[ASSIGNMENT] Lines from the beginning of the entries up to and including the one with "pixel 262 123" must be duplicated word for word; leave out all others.

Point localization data
- Opening Delimiter -

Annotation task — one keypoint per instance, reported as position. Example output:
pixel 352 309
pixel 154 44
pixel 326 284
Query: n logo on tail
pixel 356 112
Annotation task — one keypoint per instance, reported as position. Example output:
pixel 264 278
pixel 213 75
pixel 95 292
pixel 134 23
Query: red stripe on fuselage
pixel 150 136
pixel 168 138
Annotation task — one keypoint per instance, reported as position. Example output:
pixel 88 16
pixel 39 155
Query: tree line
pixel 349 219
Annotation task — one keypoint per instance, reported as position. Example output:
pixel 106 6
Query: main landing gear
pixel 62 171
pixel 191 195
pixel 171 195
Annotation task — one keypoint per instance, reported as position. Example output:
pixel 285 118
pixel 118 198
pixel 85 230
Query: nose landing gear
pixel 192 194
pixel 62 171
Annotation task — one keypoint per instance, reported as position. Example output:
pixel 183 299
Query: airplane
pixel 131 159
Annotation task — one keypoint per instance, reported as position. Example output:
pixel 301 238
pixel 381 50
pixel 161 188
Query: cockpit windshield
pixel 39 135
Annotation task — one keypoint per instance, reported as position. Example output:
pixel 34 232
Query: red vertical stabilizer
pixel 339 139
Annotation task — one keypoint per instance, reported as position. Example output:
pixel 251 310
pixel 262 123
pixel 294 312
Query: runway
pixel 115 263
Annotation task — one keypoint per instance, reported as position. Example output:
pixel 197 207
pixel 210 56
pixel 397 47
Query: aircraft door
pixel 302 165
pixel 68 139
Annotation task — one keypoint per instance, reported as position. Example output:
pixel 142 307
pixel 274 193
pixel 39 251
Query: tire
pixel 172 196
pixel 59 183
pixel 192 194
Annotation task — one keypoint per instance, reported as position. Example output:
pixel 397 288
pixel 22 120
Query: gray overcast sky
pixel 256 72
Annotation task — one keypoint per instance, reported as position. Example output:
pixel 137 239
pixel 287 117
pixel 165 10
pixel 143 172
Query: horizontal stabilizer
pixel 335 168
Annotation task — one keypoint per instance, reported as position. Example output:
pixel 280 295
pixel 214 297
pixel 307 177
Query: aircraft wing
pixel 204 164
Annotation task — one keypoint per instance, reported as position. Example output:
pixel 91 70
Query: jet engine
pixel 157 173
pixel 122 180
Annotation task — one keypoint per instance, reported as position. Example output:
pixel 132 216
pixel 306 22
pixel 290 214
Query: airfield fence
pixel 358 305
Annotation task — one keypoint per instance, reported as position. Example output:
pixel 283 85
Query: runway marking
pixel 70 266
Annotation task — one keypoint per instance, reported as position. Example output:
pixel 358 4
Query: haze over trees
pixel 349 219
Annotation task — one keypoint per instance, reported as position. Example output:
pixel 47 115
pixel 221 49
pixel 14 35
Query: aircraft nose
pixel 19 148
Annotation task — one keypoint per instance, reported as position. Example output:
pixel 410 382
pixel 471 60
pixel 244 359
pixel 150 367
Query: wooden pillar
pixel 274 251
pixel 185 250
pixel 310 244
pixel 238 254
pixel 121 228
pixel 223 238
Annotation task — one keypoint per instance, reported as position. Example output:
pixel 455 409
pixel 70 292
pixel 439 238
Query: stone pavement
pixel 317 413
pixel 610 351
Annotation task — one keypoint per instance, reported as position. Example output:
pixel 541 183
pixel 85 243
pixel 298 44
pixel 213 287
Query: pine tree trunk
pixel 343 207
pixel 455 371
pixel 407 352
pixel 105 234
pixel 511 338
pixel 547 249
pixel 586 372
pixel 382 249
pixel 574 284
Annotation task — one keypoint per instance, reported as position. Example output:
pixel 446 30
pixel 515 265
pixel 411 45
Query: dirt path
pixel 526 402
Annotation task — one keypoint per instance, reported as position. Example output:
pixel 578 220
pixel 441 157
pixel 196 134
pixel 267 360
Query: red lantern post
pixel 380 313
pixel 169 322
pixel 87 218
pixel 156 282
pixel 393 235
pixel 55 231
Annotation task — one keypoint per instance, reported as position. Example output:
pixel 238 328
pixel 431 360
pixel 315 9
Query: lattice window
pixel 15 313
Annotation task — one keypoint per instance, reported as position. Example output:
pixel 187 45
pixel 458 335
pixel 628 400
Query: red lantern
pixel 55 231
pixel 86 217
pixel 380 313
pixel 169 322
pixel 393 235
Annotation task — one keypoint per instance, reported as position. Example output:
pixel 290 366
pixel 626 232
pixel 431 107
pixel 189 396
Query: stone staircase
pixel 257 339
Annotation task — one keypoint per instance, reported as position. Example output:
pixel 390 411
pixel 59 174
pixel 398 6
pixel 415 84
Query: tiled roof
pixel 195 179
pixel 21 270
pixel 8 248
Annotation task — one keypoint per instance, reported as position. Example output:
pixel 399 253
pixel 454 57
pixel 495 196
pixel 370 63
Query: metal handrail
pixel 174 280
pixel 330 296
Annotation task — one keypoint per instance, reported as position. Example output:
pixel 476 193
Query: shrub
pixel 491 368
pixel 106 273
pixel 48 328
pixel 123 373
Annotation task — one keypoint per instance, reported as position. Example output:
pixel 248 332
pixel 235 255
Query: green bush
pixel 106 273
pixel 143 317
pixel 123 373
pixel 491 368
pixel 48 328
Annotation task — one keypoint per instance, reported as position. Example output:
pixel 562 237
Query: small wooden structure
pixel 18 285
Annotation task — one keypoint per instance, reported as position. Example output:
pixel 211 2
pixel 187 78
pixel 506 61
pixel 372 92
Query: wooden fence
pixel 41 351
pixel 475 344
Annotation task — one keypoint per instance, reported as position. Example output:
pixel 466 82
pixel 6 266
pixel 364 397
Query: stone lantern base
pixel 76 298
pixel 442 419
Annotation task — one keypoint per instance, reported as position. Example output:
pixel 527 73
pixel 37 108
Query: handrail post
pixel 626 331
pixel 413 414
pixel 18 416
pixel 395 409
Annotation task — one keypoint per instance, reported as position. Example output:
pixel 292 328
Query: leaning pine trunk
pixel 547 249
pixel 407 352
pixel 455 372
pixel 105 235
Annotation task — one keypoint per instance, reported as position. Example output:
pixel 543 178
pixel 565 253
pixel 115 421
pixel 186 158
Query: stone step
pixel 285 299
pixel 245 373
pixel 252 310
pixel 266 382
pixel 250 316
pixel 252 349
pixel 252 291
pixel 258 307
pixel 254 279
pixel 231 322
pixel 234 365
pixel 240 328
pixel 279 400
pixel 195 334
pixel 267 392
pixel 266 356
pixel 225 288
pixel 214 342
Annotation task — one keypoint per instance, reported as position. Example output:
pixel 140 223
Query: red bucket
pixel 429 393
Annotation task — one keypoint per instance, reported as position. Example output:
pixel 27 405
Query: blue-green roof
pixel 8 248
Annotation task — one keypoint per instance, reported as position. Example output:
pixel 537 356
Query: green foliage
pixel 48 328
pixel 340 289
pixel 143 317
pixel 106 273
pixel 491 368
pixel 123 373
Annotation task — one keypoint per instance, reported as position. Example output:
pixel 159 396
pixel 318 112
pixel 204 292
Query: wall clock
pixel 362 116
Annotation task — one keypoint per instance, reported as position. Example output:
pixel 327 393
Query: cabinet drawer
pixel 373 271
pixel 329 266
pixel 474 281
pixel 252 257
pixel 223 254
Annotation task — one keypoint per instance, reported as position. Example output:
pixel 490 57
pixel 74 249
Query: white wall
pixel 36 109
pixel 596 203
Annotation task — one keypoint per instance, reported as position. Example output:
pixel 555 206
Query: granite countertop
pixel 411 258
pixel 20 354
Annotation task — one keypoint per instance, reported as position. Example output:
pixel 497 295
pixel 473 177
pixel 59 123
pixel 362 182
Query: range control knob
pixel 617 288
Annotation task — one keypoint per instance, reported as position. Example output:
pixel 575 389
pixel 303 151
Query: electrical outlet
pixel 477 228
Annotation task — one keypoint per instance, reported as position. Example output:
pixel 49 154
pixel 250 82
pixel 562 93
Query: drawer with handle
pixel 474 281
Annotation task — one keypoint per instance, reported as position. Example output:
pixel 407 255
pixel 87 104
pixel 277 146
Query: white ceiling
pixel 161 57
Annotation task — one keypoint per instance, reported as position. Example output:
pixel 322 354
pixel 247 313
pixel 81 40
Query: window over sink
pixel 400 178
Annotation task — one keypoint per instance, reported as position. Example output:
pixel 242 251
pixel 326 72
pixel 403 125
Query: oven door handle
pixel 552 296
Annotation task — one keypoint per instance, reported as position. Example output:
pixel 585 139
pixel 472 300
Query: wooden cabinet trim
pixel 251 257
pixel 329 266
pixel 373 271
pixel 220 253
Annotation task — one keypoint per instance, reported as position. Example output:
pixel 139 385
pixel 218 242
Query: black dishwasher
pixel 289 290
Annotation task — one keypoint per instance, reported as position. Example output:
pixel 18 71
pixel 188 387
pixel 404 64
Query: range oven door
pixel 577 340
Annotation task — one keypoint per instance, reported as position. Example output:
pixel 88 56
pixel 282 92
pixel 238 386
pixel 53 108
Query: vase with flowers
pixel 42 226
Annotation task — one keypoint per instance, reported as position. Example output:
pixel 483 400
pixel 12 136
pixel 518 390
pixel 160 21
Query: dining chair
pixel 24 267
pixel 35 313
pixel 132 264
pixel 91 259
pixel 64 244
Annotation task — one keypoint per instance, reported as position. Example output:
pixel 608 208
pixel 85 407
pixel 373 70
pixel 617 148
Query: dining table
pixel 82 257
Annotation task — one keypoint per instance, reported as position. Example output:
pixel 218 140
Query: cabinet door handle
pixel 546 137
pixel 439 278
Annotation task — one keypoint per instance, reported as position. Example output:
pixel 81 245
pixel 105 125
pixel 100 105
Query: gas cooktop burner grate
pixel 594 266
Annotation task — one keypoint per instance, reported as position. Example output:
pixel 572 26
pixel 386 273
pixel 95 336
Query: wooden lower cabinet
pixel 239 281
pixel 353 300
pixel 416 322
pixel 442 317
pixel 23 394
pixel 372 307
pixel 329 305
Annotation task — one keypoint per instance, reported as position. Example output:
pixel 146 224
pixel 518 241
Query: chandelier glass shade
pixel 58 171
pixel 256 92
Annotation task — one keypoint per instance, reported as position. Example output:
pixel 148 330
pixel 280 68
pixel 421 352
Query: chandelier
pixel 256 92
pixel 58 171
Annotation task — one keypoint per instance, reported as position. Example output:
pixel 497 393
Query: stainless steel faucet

- Closing Delimiter -

[WRITTEN SOLUTION]
Annotation task — one keypoint per instance, reported as position. Example output:
pixel 352 309
pixel 154 44
pixel 326 284
Query: n logo on tail
pixel 356 112
Annotation task — one keypoint per instance, reported as position. Example output:
pixel 264 278
pixel 213 75
pixel 95 292
pixel 134 23
Query: red stripe on fuselage
pixel 150 136
pixel 168 138
Annotation task — one keypoint per instance, reported as position. Example output:
pixel 88 16
pixel 39 155
Query: tree line
pixel 349 219
Annotation task — one keypoint per instance, reported as position. Example output:
pixel 106 6
Query: main landing gear
pixel 62 171
pixel 191 195
pixel 171 195
Annotation task — one keypoint per instance, reported as position. Example output:
pixel 285 118
pixel 118 198
pixel 85 230
Query: nose landing gear
pixel 192 194
pixel 62 171
Annotation task — one keypoint per instance, reported as position. Example output:
pixel 183 299
Query: airplane
pixel 131 159
Annotation task — one keypoint per instance, reported as position. Example output:
pixel 301 238
pixel 381 50
pixel 161 188
Query: cockpit windshield
pixel 39 135
Annotation task — one keypoint per instance, reported as position. Example output:
pixel 34 232
Query: red vertical stabilizer
pixel 339 139
Annotation task — one keypoint per instance, reported as position. Example output:
pixel 251 310
pixel 262 123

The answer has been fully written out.